━━━ PROVIDED RECORDS
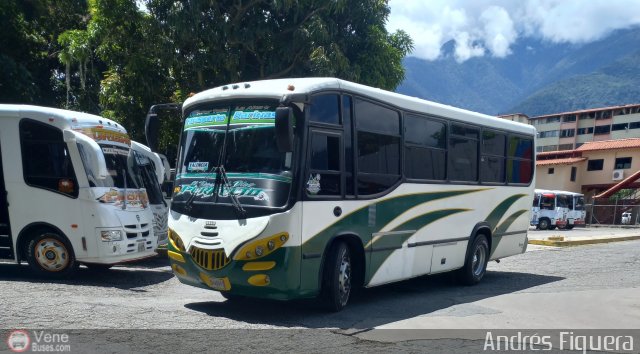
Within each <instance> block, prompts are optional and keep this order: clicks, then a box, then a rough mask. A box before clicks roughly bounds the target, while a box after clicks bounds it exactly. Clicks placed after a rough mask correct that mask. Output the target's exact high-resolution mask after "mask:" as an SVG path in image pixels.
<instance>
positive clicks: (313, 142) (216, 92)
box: [147, 78, 535, 310]
mask: <svg viewBox="0 0 640 354" xmlns="http://www.w3.org/2000/svg"><path fill="white" fill-rule="evenodd" d="M182 114H183V129H182V135H181V138H180V146H179V153H178V163H177V167H176V180H175V188H174V194H173V198H172V204H171V210H170V214H169V241H170V246H169V252H168V255H169V257H170V262H171V267H172V269H173V271H174V273H175V274H176V276H177V277H178V279H179V280H180V281H181V282H183V283H185V284H189V285H193V286H197V287H201V288H206V289H213V290H217V291H220V292H221V293H222V294H223V295H224V296H225V297H227V298H233V297H238V296H239V297H242V296H247V297H261V298H270V299H280V300H287V299H294V298H310V297H320V298H322V299H323V300H325V302H326V304H327V305H328V306H329V308H331V309H333V310H339V309H341V308H342V307H344V306H345V305H346V304H347V302H348V300H349V297H350V294H351V290H352V289H353V288H355V287H361V286H364V287H371V286H375V285H380V284H386V283H390V282H394V281H399V280H403V279H408V278H412V277H417V276H421V275H425V274H434V273H440V272H445V271H453V270H456V271H457V272H458V273H459V277H460V279H461V280H462V282H463V283H466V284H475V283H477V282H479V281H480V280H481V279H482V277H483V276H484V274H485V271H486V265H487V262H488V261H489V260H498V259H500V258H503V257H507V256H511V255H515V254H519V253H523V252H524V251H525V250H526V247H527V229H528V226H529V214H530V206H531V203H532V198H533V188H534V186H533V184H532V181H533V180H534V171H535V169H534V166H535V161H534V159H535V158H534V151H535V147H534V137H535V129H534V128H533V127H532V126H529V125H525V124H519V123H515V122H511V121H507V120H502V119H498V118H496V117H491V116H487V115H483V114H478V113H474V112H470V111H465V110H462V109H458V108H453V107H449V106H445V105H441V104H437V103H433V102H428V101H424V100H421V99H417V98H413V97H407V96H403V95H400V94H396V93H392V92H388V91H383V90H380V89H375V88H371V87H367V86H363V85H359V84H355V83H351V82H347V81H343V80H338V79H334V78H303V79H279V80H265V81H256V82H248V83H240V84H233V85H226V86H221V87H217V88H213V89H210V90H207V91H204V92H201V93H198V94H196V95H194V96H192V97H191V98H189V99H187V100H186V101H185V102H184V104H183V106H182ZM153 125H155V126H157V125H158V124H156V123H154V122H153V121H152V120H151V119H148V120H147V126H153ZM147 138H148V137H147ZM149 144H150V145H151V143H149Z"/></svg>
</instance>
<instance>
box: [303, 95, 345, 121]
mask: <svg viewBox="0 0 640 354" xmlns="http://www.w3.org/2000/svg"><path fill="white" fill-rule="evenodd" d="M339 107H340V95H336V94H323V95H316V96H313V97H312V98H311V104H310V105H309V120H311V121H313V122H320V123H328V124H340V123H341V122H340V110H339Z"/></svg>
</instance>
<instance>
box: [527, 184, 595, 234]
mask: <svg viewBox="0 0 640 354" xmlns="http://www.w3.org/2000/svg"><path fill="white" fill-rule="evenodd" d="M585 217H586V210H585V207H584V195H583V194H580V193H574V192H568V191H559V190H548V189H536V190H535V195H534V198H533V204H532V207H531V225H532V226H535V227H536V229H540V230H555V228H556V227H557V228H559V229H567V230H571V229H573V228H574V227H575V226H584V225H585Z"/></svg>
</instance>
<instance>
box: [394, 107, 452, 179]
mask: <svg viewBox="0 0 640 354" xmlns="http://www.w3.org/2000/svg"><path fill="white" fill-rule="evenodd" d="M446 127H447V126H446V124H445V123H444V122H440V121H436V120H432V119H427V118H424V117H419V116H415V115H407V116H405V118H404V134H405V135H404V136H405V142H404V149H405V155H404V159H405V163H404V169H405V174H406V176H407V177H408V178H416V179H430V180H444V179H445V178H446V167H447V162H446V156H447V153H446V148H447V145H446V141H447V130H446Z"/></svg>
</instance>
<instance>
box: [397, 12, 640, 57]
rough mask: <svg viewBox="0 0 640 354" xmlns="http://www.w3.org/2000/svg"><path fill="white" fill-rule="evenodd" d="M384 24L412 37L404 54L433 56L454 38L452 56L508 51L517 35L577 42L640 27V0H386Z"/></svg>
mask: <svg viewBox="0 0 640 354" xmlns="http://www.w3.org/2000/svg"><path fill="white" fill-rule="evenodd" d="M389 6H390V8H391V14H390V15H389V21H388V23H387V29H388V30H389V31H390V32H394V31H396V30H398V29H402V30H404V31H405V32H407V33H409V35H410V36H411V38H412V39H413V41H414V47H415V48H414V50H413V53H411V54H410V56H415V57H419V58H422V59H427V60H435V59H437V58H438V57H439V56H440V54H441V53H440V47H441V46H442V45H443V44H444V43H446V42H448V41H450V40H454V41H455V44H456V45H455V51H454V55H455V58H456V60H457V61H458V62H463V61H465V60H468V59H470V58H473V57H479V56H494V57H498V58H503V57H506V56H507V55H509V54H511V47H512V45H513V44H514V43H515V42H516V41H517V40H518V38H522V37H532V38H538V39H542V40H545V41H550V42H554V43H571V44H580V43H588V42H591V41H595V40H598V39H601V38H603V37H605V36H607V35H609V34H610V33H611V32H612V31H614V30H617V29H624V28H631V27H640V0H389Z"/></svg>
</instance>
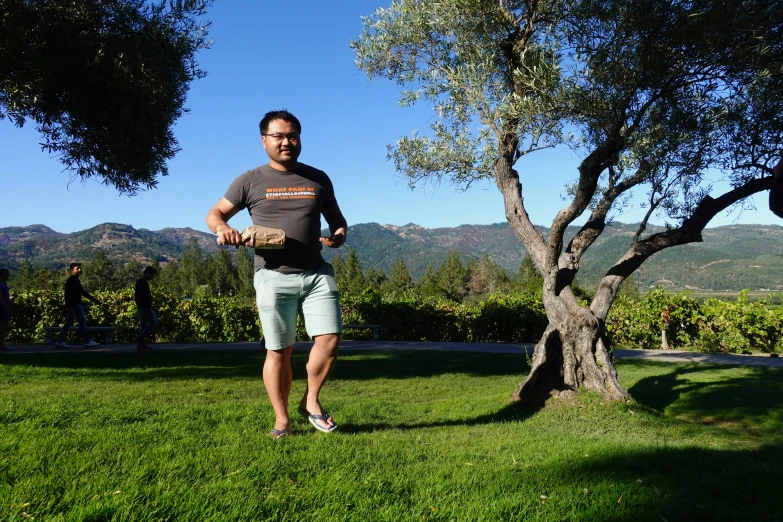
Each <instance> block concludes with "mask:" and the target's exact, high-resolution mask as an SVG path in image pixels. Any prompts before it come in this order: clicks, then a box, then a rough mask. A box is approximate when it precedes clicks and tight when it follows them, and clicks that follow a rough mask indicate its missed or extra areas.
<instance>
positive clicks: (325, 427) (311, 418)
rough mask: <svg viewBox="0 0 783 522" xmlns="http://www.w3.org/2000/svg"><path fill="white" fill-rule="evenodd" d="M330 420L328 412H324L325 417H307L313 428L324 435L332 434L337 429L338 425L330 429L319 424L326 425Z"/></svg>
mask: <svg viewBox="0 0 783 522" xmlns="http://www.w3.org/2000/svg"><path fill="white" fill-rule="evenodd" d="M329 419H331V416H329V414H327V413H326V412H324V415H308V416H307V420H309V421H310V424H312V425H313V427H314V428H315V429H317V430H318V431H322V432H324V433H331V432H333V431H334V430H336V429H337V424H332V426H331V427H330V428H329V427H324V426H322V425H321V424H319V422H322V423H324V424H326V423H327V422H328V421H329ZM332 422H334V421H332Z"/></svg>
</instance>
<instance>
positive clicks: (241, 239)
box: [215, 226, 242, 246]
mask: <svg viewBox="0 0 783 522" xmlns="http://www.w3.org/2000/svg"><path fill="white" fill-rule="evenodd" d="M215 233H216V234H217V236H218V237H217V242H218V245H234V246H239V245H241V244H242V234H240V233H239V231H238V230H237V229H235V228H231V227H229V226H225V227H217V229H216V230H215Z"/></svg>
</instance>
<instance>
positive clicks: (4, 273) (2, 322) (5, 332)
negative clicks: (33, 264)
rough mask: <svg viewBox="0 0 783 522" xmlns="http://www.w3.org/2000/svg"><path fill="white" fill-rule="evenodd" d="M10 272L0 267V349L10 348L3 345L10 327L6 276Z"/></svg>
mask: <svg viewBox="0 0 783 522" xmlns="http://www.w3.org/2000/svg"><path fill="white" fill-rule="evenodd" d="M10 275H11V272H9V271H8V269H7V268H0V351H2V352H4V351H7V350H10V348H8V347H7V346H6V345H5V338H6V336H7V335H8V331H9V330H10V329H11V293H10V292H9V291H8V284H7V283H6V281H8V277H9V276H10Z"/></svg>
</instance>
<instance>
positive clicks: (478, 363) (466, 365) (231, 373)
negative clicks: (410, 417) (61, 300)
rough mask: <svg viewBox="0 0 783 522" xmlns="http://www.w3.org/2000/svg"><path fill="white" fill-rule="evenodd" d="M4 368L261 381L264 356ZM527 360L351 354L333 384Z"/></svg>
mask: <svg viewBox="0 0 783 522" xmlns="http://www.w3.org/2000/svg"><path fill="white" fill-rule="evenodd" d="M307 357H308V353H307V352H296V351H295V352H294V353H293V355H292V357H291V364H292V367H293V372H294V379H305V378H306V371H305V364H306V362H307ZM0 363H1V364H0V367H14V366H21V367H30V368H31V371H37V370H38V369H58V370H63V371H64V372H61V373H64V374H68V373H69V372H68V370H71V371H72V372H73V373H76V372H78V373H79V374H81V375H84V374H85V372H87V373H90V372H92V373H93V374H94V375H95V376H96V377H99V376H100V375H101V374H106V373H111V374H112V376H114V377H116V376H117V373H118V372H119V373H121V374H122V377H123V378H124V379H125V378H127V379H128V380H131V381H147V380H155V379H226V378H247V377H260V375H261V368H262V366H263V364H264V355H263V352H261V351H260V350H259V351H250V350H220V351H193V352H185V351H158V352H155V351H151V352H143V353H138V352H121V353H101V352H93V353H90V352H81V353H63V354H59V353H58V354H18V355H15V356H14V357H7V358H4V359H3V360H2V361H0ZM528 369H529V368H528V366H527V363H526V361H525V358H524V357H521V356H519V355H516V354H482V353H474V352H443V351H431V352H429V351H395V352H370V351H368V352H353V351H351V352H347V353H345V354H341V355H340V356H339V357H338V360H337V365H336V367H335V369H334V372H333V373H332V376H331V377H330V378H331V379H340V380H346V381H357V380H358V381H363V380H372V379H378V378H386V379H409V378H419V377H434V376H437V375H444V374H450V373H460V374H466V375H471V376H502V375H514V374H519V375H520V378H521V376H522V375H523V374H524V373H525V372H527V371H528Z"/></svg>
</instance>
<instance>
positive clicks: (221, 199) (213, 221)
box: [207, 198, 242, 245]
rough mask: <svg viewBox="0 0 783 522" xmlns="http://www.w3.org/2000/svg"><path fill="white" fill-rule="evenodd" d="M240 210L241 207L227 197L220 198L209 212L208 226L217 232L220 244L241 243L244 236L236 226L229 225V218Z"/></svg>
mask: <svg viewBox="0 0 783 522" xmlns="http://www.w3.org/2000/svg"><path fill="white" fill-rule="evenodd" d="M237 212H239V209H238V208H237V207H236V206H235V205H234V204H233V203H231V202H230V201H229V200H227V199H226V198H220V200H219V201H218V202H217V203H215V206H214V207H212V209H211V210H210V211H209V212H208V213H207V226H208V227H209V229H210V230H211V231H212V232H214V233H215V234H217V236H218V238H217V242H218V245H239V244H241V243H242V236H241V235H240V233H239V231H238V230H237V229H235V228H231V227H230V226H228V220H229V219H231V218H232V217H234V216H235V215H236V213H237Z"/></svg>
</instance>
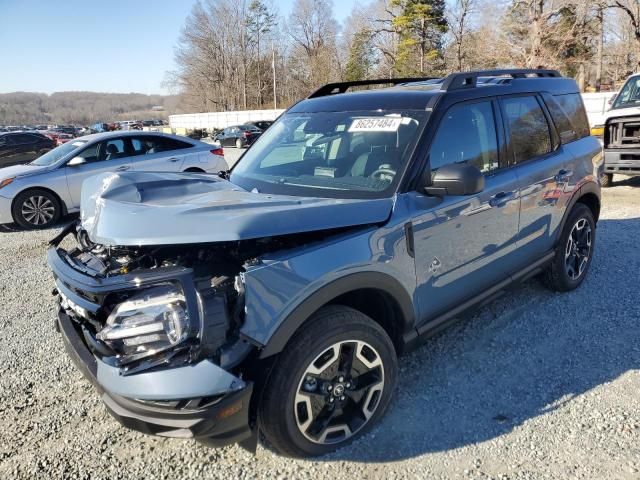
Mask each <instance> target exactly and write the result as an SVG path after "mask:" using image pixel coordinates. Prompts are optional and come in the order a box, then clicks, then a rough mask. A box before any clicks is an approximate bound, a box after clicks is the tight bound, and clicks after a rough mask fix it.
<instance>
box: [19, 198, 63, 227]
mask: <svg viewBox="0 0 640 480" xmlns="http://www.w3.org/2000/svg"><path fill="white" fill-rule="evenodd" d="M21 213H22V217H23V218H24V220H25V221H26V222H27V223H29V224H31V225H36V226H42V225H46V224H47V223H49V222H50V221H51V220H52V219H53V217H54V215H55V213H56V207H55V205H54V204H53V202H52V201H51V200H50V199H48V198H47V197H44V196H42V195H34V196H33V197H29V198H27V199H26V200H25V201H24V203H23V204H22V208H21Z"/></svg>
━━━━━━
▶ **TASK**
Copy the records word for word, from their start through the line containing "box: [147, 78, 535, 310]", and include both ends. Omit the pictures.

▶ **SOLUTION TO THIS TASK**
Within each <instance> block, prompts are optional and keep this order: clicks, then a box, then a rough mask. A box before clicks roughly bounds the target, while a box after clicks bounds it exactly. Clicks placed after a rough mask correct that mask. Output the target's exact high-resolution mask after "mask:" as an SVG path in image pixels.
<instance>
positive clicks: (313, 142) (216, 92)
box: [147, 78, 535, 310]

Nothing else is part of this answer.